WHAT TO PRODUCE
Please pick out every line in the material below that contains the word "collar", and copy each of those lines in full.

TASK DATA
::::::::::

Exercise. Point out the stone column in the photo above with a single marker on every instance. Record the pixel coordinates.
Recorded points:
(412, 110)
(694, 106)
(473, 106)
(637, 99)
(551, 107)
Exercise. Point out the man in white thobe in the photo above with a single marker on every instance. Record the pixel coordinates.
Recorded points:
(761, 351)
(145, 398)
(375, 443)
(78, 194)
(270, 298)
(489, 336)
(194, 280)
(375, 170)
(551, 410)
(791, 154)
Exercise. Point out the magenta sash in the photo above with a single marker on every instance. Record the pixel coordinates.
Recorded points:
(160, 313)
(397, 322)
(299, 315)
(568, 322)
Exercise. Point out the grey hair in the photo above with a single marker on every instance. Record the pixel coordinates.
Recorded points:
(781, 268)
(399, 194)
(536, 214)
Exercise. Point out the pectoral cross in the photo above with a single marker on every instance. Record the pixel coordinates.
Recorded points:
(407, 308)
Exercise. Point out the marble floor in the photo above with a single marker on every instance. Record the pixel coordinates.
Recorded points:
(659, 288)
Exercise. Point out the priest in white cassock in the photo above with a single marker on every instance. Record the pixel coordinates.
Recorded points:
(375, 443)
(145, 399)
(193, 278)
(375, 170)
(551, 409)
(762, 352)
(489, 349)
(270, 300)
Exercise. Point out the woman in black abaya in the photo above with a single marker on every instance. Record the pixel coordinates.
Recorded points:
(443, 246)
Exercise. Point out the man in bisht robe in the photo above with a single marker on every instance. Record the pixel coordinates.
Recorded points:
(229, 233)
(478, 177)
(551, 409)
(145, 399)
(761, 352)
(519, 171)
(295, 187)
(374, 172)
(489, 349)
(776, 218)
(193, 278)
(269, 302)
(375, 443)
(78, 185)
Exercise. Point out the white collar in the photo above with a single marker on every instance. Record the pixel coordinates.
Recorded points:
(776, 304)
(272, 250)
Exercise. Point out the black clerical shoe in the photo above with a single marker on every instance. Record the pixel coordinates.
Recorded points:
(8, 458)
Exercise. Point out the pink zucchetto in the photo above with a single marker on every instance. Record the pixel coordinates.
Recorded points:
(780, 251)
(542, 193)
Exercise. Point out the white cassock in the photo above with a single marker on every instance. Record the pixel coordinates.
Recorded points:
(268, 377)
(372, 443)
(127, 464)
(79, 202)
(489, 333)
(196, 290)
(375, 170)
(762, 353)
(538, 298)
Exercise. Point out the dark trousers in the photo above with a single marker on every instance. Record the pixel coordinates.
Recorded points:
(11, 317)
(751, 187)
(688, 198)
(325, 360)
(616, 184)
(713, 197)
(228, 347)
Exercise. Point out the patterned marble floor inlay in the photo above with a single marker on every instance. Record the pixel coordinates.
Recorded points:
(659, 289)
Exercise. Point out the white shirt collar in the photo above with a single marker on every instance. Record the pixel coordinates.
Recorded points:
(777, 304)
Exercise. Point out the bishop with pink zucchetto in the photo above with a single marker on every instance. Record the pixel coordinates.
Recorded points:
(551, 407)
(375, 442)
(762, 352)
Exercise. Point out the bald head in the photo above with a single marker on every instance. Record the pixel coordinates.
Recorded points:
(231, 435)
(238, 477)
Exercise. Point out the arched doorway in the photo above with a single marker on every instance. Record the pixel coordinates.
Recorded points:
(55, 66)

::::::::::

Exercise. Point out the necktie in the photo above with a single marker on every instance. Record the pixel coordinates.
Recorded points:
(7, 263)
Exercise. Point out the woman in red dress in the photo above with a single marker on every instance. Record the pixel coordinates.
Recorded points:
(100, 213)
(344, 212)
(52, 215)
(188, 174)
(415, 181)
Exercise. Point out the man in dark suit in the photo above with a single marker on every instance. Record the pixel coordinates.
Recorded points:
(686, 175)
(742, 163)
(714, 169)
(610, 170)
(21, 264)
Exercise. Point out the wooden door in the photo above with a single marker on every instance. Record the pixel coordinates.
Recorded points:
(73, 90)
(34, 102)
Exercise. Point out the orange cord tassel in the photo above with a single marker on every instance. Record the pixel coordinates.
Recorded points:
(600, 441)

::::::::::

EXERCISE RESULT
Exercise. Point out the white collar in the photo above with a single marker on every instance. Record the pixel coordinates.
Exercise. Point out the white shirt collar in the photo above with a single marker on every instance. Record the pixel coordinates.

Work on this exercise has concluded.